YOUR INSTRUCTIONS:
Without including any pictures, give back all of the data exactly.

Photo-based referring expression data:

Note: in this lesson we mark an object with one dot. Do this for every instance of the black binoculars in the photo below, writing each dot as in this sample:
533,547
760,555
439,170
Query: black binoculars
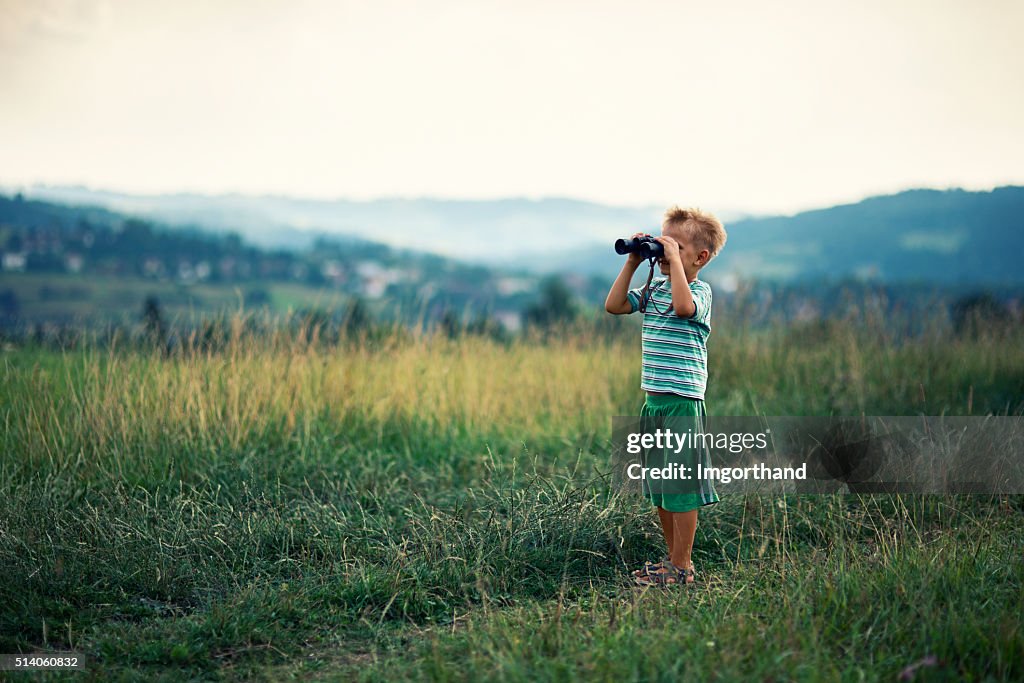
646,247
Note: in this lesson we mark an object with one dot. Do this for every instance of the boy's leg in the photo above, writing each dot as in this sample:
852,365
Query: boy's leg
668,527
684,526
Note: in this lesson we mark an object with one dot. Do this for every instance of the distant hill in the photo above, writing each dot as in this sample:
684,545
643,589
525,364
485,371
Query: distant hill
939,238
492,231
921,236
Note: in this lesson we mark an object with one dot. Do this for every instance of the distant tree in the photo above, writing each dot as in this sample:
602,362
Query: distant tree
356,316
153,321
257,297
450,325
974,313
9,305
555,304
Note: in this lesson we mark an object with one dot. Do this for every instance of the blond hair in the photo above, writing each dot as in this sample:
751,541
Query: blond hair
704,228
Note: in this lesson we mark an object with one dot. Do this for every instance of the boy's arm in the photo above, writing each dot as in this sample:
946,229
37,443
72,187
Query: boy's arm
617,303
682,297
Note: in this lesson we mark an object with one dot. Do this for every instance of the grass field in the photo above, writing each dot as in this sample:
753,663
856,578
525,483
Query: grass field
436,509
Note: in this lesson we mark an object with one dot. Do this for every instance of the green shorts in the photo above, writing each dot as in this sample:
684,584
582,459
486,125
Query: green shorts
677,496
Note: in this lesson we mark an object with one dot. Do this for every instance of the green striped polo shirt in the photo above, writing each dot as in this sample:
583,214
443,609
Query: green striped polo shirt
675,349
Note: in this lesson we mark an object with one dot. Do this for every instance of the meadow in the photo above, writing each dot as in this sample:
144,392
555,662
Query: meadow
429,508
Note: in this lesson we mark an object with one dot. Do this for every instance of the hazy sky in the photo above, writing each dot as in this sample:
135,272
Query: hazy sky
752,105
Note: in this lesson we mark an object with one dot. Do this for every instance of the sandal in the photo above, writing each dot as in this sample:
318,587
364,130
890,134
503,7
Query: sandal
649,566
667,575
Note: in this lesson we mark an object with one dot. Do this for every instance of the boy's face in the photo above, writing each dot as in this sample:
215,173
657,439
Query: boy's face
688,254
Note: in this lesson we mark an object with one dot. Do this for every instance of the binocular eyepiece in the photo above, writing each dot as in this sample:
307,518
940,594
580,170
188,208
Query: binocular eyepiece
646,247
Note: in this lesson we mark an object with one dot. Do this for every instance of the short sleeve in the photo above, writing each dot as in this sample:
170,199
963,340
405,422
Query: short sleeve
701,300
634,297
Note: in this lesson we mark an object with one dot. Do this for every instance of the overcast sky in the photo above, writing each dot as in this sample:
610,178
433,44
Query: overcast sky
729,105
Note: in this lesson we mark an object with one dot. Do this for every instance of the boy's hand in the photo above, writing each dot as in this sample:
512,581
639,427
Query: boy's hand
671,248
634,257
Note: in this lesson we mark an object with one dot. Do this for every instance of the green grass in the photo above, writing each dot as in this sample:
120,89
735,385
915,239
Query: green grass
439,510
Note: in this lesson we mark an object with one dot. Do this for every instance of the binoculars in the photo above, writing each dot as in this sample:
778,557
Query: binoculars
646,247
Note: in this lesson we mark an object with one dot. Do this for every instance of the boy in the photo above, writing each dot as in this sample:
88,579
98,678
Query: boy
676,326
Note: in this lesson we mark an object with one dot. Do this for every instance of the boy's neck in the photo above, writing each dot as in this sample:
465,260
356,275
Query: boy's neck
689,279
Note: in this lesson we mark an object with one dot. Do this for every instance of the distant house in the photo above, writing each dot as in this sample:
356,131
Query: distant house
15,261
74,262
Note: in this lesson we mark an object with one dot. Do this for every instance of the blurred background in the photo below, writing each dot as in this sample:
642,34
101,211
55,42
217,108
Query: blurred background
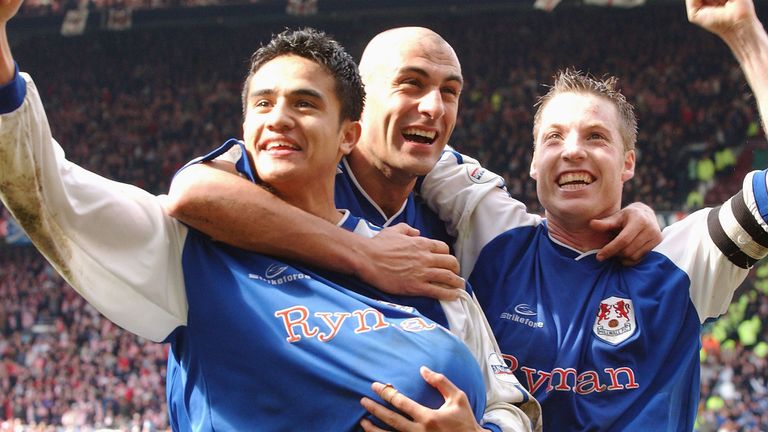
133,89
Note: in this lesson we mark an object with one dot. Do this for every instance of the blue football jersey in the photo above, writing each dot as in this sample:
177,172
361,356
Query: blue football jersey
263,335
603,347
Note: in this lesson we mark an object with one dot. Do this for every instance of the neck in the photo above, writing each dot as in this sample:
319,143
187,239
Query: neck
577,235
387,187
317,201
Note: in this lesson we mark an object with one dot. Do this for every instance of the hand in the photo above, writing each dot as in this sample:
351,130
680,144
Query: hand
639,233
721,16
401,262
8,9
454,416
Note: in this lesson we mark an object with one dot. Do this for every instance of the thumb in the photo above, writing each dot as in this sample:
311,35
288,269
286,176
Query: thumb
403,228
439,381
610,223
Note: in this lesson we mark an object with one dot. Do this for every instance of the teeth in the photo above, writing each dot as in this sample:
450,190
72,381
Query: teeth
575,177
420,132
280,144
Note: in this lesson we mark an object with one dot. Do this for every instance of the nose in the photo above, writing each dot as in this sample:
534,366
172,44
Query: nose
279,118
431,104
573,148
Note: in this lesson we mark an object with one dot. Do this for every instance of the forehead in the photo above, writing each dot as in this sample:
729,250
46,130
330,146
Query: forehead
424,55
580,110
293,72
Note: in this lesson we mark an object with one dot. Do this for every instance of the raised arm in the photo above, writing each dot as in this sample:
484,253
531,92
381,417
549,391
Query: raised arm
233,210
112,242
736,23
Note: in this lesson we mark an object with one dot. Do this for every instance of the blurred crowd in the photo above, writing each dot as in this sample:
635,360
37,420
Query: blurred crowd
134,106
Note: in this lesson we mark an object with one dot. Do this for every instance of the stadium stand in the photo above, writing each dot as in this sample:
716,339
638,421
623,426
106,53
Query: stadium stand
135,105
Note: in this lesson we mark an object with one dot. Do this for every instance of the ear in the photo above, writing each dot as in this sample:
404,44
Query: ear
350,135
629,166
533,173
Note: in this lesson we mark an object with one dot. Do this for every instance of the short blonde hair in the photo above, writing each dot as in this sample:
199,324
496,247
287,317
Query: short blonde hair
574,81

OUTPUT FOR THIS TASK:
Note: in this lesson we mark an object with one dot. Do this for every instance of the black binoculars in the photo below, writing each dot as in this sample:
533,547
760,555
439,170
Query: black binoculars
646,247
Note: in this lesson we mark an object with one dot. Do this for every instance of the boy's leg in the photo above, writing each dot as in this sample:
852,365
Query: boy's leg
668,527
684,526
Note: in this lesson we mark an object with one dot. Do this for every instance of the distant hill in the photo above, writing each dot as in this sample:
684,545
643,589
525,364
485,371
Query: distant hill
939,238
492,231
921,236
Note: in this lesson we mark an object with one dot. Do this for every instance of the distant tree in the photo above, writing each dot as in this sample:
602,362
Query: distant tree
356,316
153,321
257,297
450,325
974,313
9,305
555,304
Note: in this lesson we mark an object with one dot. Do this for every instance of the blond hair in the photo above, writing each dot as in this sample:
751,541
Query: blond hair
704,228
Note: in this lesson we mark an object with one dot. Do this for every instance of the boy's arm in the photo above, writing each dot as in this sample:
946,229
37,443
72,187
Query: boy's arm
617,303
682,297
Note: in this lesson we mark an object with one dot. Do this for every instance of the grass field in the photo above, writing each dot as in this sample:
753,663
856,578
525,483
Query: grass field
436,509
Note: in this lesson we mark an object with one dot. Do this for every instance of the green shorts in the photo above, writing each dot as in this sample:
684,584
582,459
486,125
Query: green shorts
677,496
Note: in this lesson we mark an object with one dot. Do this for every instance of the green striped polo shirt in the photo above, writing each dot as in this sample:
583,214
443,609
Query: green striped polo shirt
675,349
Note: in this lesson we mark an object with one dot. Do this for every instance of the meadow in the photo above, writing each dot as in this sample:
144,392
555,662
Query: meadow
429,508
Note: in this lesson we mark an object with one dot. Do this for every instance of the hazy sky in the photo above, writing each dot as in this sample:
135,272
Query: hazy sky
752,105
Note: in this lesson we mark an object with one dot. Do this for every instance of the sandal in the photo above, writing each dot as in this sample:
318,587
364,130
890,134
503,7
Query: sandal
649,566
667,575
Note: in this lesson we mark an object with one dot. Do this for every instance of the boy's face in the photo above, writing each dot as in this sample:
215,173
657,439
Query: boy's face
688,254
Note: in this lesson we mark an object with one dot. Do this for every instance of the binocular eyepiece in the photo above, writing each dot as in this sample:
307,518
940,594
580,170
188,208
Query: binocular eyepiece
646,247
Note: in this lesson we mark an object with one dot. Do this for every instance of the short sleeve in the photo above, writing each dot as in this sample:
170,199
963,340
405,422
Query: short sleeve
701,300
634,297
Note: in this lesson we mark an object with one dot. Do this for every instance of the overcast sky in the photo above, writing each dot as in this sample:
610,178
433,44
Query: overcast sky
729,105
Note: in this lesson we mark an object with one dot. Do this for every instance of the boy's hand in the photo above, writing each dot as in this sample:
512,581
639,427
Query: boy's hand
671,248
634,257
Note: in this lesson we mark an object with one dot. Do this for every instance of the green grass in the photo above, writing each dot as in this sample:
120,89
735,385
915,239
Query: green grass
439,510
Note: in this lesson we mark an object with one dot. Do this for every instance of the binoculars in the photo above, writing each dot as in this sample:
778,557
Query: binoculars
646,247
Note: in this lesson we mark an object with one dot. Do this for every instance of the boy in the photo above, writing each dot as in this sample:
88,579
98,678
Query: boy
676,326
Note: in this lesson we mark an object with one dot. Do this for every instance of the boy's neck in the photo above, writing each dot as in this sample:
465,260
356,275
Query: boy's neck
689,279
Note: in this lesson we mark an object with one dot. Do this for every instance of the distant house in the photo above, writing each dot as in this sample:
356,131
Query: distant house
15,261
74,262
Note: in this lesson we mark an object with one dot. Do this for every instance of the blurred background in the photo below, writing each dot as in this sample:
642,34
101,211
55,42
217,108
Query: blurred background
133,89
Note: in this lesson we mark an object with one dot. Do this for every instance of the blue football jersey in the photo above, writing each dot as in this sample:
177,172
361,356
Query: blue football jersey
263,335
603,347
Note: in this lesson we mark an object with one dot. Do this for every instance of the neck in the photo above, writing each dot as in this sample:
319,143
187,239
Query: neck
577,235
387,187
317,201
Note: in this lesson we mark an object with one dot. Do this for every instance of the hand in the photo above, writing each dot as in this sample:
351,130
680,144
Query: hand
639,233
721,16
401,262
8,9
454,416
Note: in this lesson we mark an object with one dot. Do this for every instance of the thumb in the photo above, writing each dot as in this sample:
311,35
288,269
286,176
Query: thumb
403,228
439,381
610,223
Note: in this lesson we mark an object with one dot. Do this for every instance of the teeth in the photo above, writing each dot as in this sample:
450,190
72,381
Query: teeth
575,177
420,132
280,144
Note: in this lesson we mark an object with one dot. Do this for every instance of the nose in the photo above, writing each dot as in this sample:
534,366
172,44
Query: nose
279,118
431,104
573,148
Note: in this lesson we mark an object with one dot. Do this for every instance of the forehead in the photo above, writing each dot as in this sample:
729,250
46,130
330,146
Query: forehead
424,55
580,110
293,72
Note: in this lesson we mark an object with one dot. Do this for every instance of the raised arm in the photo above, writing each dot as in this sample:
484,253
531,92
381,417
549,391
Query: raised arm
233,210
112,242
736,23
Note: in this lesson we mark an object with one dot. Do this for every instance of the blurred crowd in the photo above, writing each dot as in this sample:
635,360
37,420
Query: blurred crowd
134,106
Note: in this lesson we mark an object with one dot. Do this for every instance of the stadium stand in the photo above, writing each dot as in this sample:
716,339
638,421
623,426
106,53
Query: stadium stand
135,105
Note: in this lesson we mark an object with one dot. Do this for every instance of the ear in the photo above, writing each dot as in this sample:
404,44
Query: ear
350,135
629,166
533,173
Note: in this lesson we mark an object with one dot. Do this for every instance of the short blonde hair in the photo above, writing each dot as in this sample:
199,324
496,247
287,317
Query: short blonde hair
574,81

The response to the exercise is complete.